Images for object localization
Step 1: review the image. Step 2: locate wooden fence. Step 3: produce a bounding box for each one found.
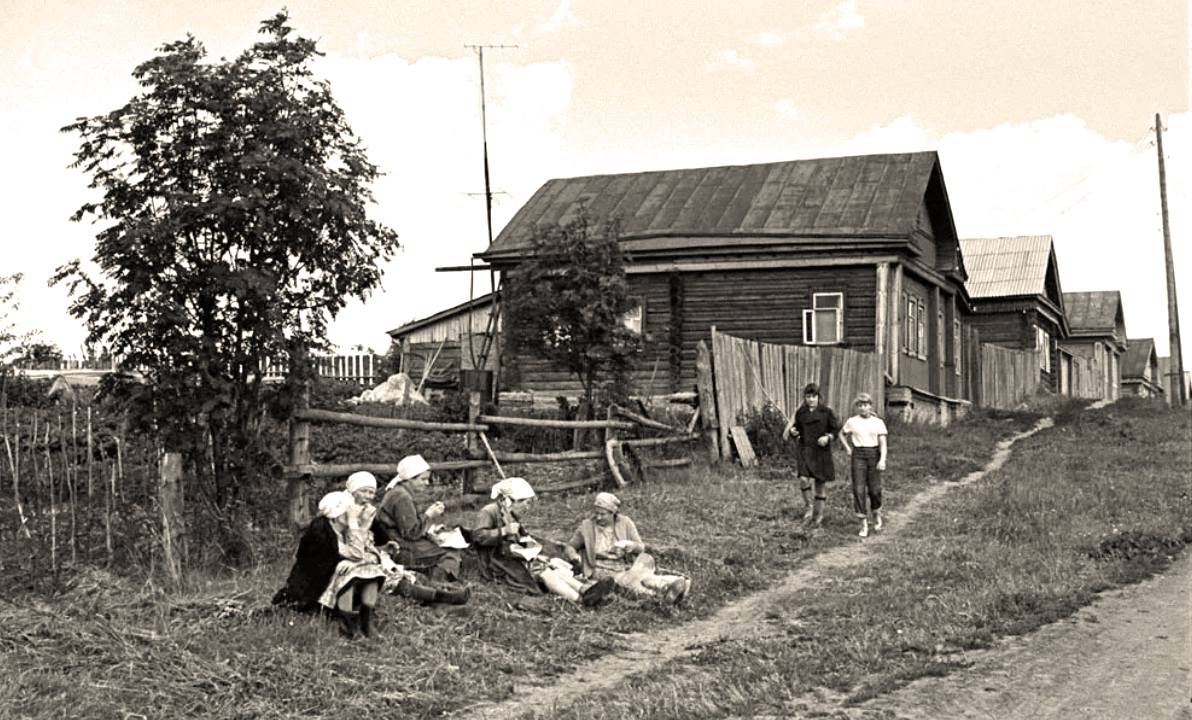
[979,343,1041,409]
[265,353,381,386]
[707,327,881,461]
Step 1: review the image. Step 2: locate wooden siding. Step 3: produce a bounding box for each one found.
[501,266,881,400]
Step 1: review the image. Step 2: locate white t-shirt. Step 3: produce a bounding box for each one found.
[842,415,888,448]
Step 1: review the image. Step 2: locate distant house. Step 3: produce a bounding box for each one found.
[385,293,500,396]
[476,151,974,419]
[1157,355,1191,405]
[959,235,1068,393]
[1059,291,1127,400]
[1121,338,1164,398]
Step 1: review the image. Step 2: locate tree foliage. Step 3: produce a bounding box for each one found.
[52,12,401,512]
[502,209,640,414]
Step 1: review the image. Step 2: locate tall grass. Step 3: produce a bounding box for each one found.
[1,398,1185,719]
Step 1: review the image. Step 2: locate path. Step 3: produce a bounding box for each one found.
[458,415,1191,720]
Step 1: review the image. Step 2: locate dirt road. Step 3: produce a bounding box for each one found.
[458,417,1192,720]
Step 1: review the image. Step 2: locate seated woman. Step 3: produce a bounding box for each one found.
[373,455,465,585]
[467,477,613,606]
[271,491,388,639]
[349,469,469,606]
[563,492,690,604]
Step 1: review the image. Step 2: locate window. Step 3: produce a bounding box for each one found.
[621,298,644,336]
[902,292,926,358]
[937,305,945,361]
[953,318,962,375]
[1036,326,1051,371]
[802,292,843,344]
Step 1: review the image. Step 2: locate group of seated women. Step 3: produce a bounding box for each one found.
[272,455,690,639]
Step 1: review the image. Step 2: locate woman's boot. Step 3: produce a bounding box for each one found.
[397,577,440,604]
[434,585,471,605]
[337,610,361,639]
[359,605,384,639]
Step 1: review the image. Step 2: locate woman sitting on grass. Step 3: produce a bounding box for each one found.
[467,477,614,606]
[373,455,465,586]
[271,491,388,639]
[563,492,689,604]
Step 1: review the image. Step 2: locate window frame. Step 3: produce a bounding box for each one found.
[802,292,844,345]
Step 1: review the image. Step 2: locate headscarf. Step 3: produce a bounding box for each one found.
[490,477,535,502]
[386,454,431,490]
[346,471,377,495]
[594,492,620,513]
[318,491,354,520]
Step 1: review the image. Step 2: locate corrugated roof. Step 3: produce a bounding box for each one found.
[1063,291,1123,334]
[482,151,950,258]
[959,235,1054,298]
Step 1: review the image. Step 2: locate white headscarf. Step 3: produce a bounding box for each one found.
[386,454,431,490]
[318,491,354,519]
[491,477,535,501]
[346,471,377,495]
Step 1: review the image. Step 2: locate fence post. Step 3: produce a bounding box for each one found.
[695,340,720,461]
[287,344,313,527]
[159,451,186,586]
[463,390,482,495]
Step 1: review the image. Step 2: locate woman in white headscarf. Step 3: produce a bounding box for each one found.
[467,478,614,605]
[373,455,464,584]
[563,492,690,604]
[272,490,389,638]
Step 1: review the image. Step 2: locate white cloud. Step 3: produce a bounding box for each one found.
[705,49,756,73]
[815,1,865,38]
[758,31,781,46]
[776,99,802,122]
[539,0,581,34]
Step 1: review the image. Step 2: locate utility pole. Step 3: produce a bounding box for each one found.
[1155,112,1187,405]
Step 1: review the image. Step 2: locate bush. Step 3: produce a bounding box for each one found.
[1,374,55,409]
[740,403,795,461]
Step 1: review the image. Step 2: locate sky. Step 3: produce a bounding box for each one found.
[3,0,1190,362]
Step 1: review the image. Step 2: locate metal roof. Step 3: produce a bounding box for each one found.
[1063,291,1124,334]
[959,235,1055,298]
[481,151,953,259]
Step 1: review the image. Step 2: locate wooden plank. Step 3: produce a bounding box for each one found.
[729,426,757,467]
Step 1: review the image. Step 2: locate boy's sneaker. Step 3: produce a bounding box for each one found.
[858,519,869,538]
[802,505,814,521]
[874,512,883,531]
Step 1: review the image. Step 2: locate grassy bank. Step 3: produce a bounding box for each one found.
[1,398,1185,719]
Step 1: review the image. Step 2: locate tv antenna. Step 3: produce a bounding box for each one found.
[461,42,517,382]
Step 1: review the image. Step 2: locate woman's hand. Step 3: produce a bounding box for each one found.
[345,503,363,528]
[501,521,521,536]
[424,501,445,520]
[817,434,831,447]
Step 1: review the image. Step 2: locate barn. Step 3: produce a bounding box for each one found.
[475,151,974,418]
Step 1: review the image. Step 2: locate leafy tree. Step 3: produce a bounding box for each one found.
[15,341,64,369]
[53,12,401,524]
[0,273,45,409]
[502,208,640,417]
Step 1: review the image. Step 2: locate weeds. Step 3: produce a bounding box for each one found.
[0,398,1188,719]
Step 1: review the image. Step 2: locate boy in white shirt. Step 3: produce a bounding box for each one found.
[840,393,888,538]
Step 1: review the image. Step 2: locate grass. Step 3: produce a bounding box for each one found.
[0,397,1187,719]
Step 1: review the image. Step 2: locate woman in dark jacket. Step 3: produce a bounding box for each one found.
[272,491,387,638]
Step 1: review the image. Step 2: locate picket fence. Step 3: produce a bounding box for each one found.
[260,353,380,386]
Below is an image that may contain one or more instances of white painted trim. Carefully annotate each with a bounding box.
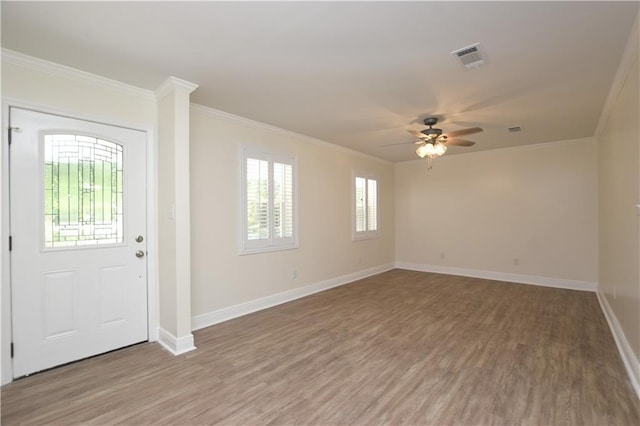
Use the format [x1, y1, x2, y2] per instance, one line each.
[157, 328, 196, 356]
[1, 49, 156, 101]
[0, 98, 159, 384]
[155, 76, 198, 100]
[595, 12, 639, 138]
[146, 121, 160, 344]
[394, 262, 597, 292]
[1, 103, 12, 386]
[190, 103, 391, 165]
[238, 145, 299, 255]
[352, 171, 380, 242]
[596, 289, 640, 399]
[192, 263, 395, 331]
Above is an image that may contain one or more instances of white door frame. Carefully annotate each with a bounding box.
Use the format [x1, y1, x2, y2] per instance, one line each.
[1, 99, 159, 385]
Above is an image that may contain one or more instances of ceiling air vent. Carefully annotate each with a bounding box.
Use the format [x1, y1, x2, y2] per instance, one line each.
[508, 126, 523, 133]
[451, 43, 485, 68]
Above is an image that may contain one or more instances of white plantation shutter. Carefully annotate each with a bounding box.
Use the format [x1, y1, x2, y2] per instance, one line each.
[273, 161, 294, 240]
[367, 179, 377, 232]
[242, 148, 297, 254]
[355, 177, 366, 233]
[353, 174, 379, 240]
[246, 157, 269, 241]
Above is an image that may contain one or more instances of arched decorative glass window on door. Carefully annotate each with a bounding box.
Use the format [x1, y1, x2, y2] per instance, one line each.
[43, 134, 124, 248]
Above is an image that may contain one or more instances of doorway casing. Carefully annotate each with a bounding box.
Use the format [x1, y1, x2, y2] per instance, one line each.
[1, 98, 160, 385]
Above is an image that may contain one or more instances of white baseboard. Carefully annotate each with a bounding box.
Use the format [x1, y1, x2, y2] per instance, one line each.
[394, 262, 597, 292]
[192, 263, 395, 331]
[157, 328, 197, 356]
[596, 289, 640, 399]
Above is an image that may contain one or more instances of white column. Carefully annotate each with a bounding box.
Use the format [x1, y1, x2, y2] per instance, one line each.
[155, 77, 198, 355]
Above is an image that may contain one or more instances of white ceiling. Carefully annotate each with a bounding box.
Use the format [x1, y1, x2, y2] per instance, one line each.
[2, 1, 638, 162]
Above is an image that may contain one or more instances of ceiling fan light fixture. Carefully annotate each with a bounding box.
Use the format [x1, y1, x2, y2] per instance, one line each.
[416, 143, 430, 158]
[405, 116, 482, 160]
[415, 141, 447, 159]
[434, 142, 447, 156]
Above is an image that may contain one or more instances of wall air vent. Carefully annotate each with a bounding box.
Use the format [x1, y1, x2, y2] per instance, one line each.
[451, 43, 485, 68]
[508, 126, 523, 133]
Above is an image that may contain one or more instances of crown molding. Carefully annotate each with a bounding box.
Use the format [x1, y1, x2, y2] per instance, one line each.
[1, 48, 156, 101]
[595, 11, 639, 138]
[154, 76, 199, 100]
[190, 103, 392, 165]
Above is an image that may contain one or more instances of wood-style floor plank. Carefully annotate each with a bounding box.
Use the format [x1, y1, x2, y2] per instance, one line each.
[1, 270, 638, 425]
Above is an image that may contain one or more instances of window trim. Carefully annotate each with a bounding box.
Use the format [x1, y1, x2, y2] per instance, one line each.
[352, 171, 379, 241]
[239, 145, 298, 255]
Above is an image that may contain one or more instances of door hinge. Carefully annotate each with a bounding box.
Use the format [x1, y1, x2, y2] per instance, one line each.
[10, 342, 14, 358]
[8, 127, 20, 145]
[9, 236, 12, 252]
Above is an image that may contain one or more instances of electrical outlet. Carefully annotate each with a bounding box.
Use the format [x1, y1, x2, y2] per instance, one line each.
[292, 269, 297, 279]
[513, 258, 520, 266]
[357, 256, 362, 264]
[440, 252, 446, 260]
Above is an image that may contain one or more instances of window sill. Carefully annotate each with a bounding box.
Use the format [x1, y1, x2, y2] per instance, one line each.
[352, 233, 380, 242]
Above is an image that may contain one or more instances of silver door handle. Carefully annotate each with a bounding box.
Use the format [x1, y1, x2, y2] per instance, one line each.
[136, 235, 144, 243]
[135, 250, 145, 258]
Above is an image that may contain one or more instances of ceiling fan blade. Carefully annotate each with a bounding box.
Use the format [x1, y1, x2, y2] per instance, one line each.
[444, 127, 483, 138]
[378, 141, 415, 148]
[407, 129, 427, 138]
[446, 138, 476, 147]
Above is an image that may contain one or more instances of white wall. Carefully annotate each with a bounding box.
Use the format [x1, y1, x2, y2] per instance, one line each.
[597, 55, 639, 362]
[395, 138, 598, 286]
[155, 78, 198, 352]
[189, 105, 395, 320]
[156, 95, 178, 336]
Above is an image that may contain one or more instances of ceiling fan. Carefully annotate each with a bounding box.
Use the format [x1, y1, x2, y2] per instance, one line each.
[410, 117, 483, 158]
[383, 117, 483, 159]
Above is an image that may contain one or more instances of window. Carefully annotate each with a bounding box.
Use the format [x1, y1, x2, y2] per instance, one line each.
[43, 134, 124, 249]
[241, 147, 297, 254]
[353, 174, 378, 240]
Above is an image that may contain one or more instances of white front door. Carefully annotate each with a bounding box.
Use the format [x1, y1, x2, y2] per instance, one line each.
[9, 107, 148, 378]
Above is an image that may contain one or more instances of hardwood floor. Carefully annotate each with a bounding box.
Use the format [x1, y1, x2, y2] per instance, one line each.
[2, 269, 638, 425]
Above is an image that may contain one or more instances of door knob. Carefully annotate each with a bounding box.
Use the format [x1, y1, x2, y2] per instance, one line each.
[135, 235, 144, 243]
[135, 250, 145, 258]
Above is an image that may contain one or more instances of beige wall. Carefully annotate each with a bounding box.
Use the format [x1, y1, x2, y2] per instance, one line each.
[598, 55, 639, 360]
[189, 106, 395, 316]
[156, 92, 178, 336]
[1, 61, 157, 126]
[395, 138, 599, 283]
[2, 45, 635, 385]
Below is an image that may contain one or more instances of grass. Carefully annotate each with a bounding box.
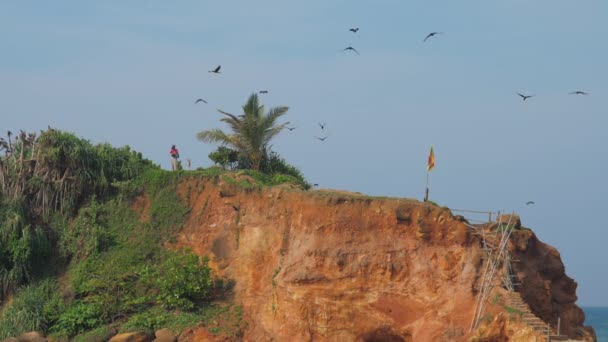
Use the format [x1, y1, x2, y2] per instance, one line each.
[72, 325, 116, 342]
[0, 279, 58, 339]
[504, 305, 523, 319]
[118, 306, 207, 334]
[492, 293, 503, 304]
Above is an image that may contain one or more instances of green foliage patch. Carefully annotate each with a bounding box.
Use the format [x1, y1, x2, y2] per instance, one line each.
[155, 250, 213, 311]
[0, 279, 58, 339]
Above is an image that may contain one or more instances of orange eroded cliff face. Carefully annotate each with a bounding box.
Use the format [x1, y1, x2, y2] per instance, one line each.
[141, 175, 592, 341]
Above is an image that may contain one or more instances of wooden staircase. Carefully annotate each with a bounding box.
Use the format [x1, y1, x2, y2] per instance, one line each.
[506, 292, 571, 341]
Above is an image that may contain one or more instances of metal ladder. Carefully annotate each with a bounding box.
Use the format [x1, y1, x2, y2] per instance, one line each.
[469, 214, 516, 332]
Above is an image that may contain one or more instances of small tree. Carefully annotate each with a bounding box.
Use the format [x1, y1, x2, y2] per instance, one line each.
[208, 146, 239, 170]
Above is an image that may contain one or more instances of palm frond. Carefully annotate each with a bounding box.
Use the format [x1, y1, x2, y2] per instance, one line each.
[196, 129, 233, 145]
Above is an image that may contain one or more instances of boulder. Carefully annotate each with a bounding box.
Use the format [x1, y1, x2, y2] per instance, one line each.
[177, 328, 215, 342]
[108, 332, 152, 342]
[2, 338, 20, 342]
[153, 329, 176, 342]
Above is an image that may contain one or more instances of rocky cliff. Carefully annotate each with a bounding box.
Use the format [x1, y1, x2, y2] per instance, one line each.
[137, 174, 594, 341]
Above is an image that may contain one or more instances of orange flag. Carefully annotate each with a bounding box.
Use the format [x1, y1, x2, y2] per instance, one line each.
[427, 146, 435, 172]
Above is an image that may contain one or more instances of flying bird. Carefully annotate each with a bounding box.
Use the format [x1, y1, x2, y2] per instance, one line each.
[286, 127, 297, 131]
[526, 201, 535, 205]
[232, 205, 240, 211]
[313, 183, 319, 187]
[517, 93, 534, 101]
[318, 122, 327, 130]
[343, 46, 360, 55]
[569, 91, 589, 95]
[194, 98, 207, 104]
[316, 136, 329, 141]
[349, 28, 359, 33]
[259, 90, 269, 94]
[209, 65, 221, 74]
[423, 32, 443, 42]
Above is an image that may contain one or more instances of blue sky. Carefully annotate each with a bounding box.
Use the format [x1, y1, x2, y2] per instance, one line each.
[1, 1, 607, 306]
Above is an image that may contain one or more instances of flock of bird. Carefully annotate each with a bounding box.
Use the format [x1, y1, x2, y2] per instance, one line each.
[194, 27, 590, 117]
[191, 27, 591, 201]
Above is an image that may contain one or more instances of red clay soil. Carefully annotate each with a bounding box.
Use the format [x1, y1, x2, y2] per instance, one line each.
[149, 175, 594, 341]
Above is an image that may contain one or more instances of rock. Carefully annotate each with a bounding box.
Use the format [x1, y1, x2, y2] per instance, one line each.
[108, 332, 152, 342]
[153, 329, 176, 342]
[170, 177, 593, 341]
[177, 327, 215, 342]
[2, 338, 19, 342]
[17, 332, 46, 342]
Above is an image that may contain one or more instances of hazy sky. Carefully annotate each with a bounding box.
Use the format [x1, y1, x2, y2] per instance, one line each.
[1, 1, 607, 306]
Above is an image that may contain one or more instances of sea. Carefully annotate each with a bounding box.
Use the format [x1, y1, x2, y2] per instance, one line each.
[583, 307, 608, 341]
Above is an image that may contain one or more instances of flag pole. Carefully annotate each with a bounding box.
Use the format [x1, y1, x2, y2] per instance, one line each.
[424, 170, 429, 202]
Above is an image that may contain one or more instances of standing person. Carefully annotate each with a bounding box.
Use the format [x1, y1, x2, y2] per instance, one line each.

**Aim of the exercise:** In the records above, how many lines hold the string "Below"? Reply with only the number.

**Answer to this task:** 2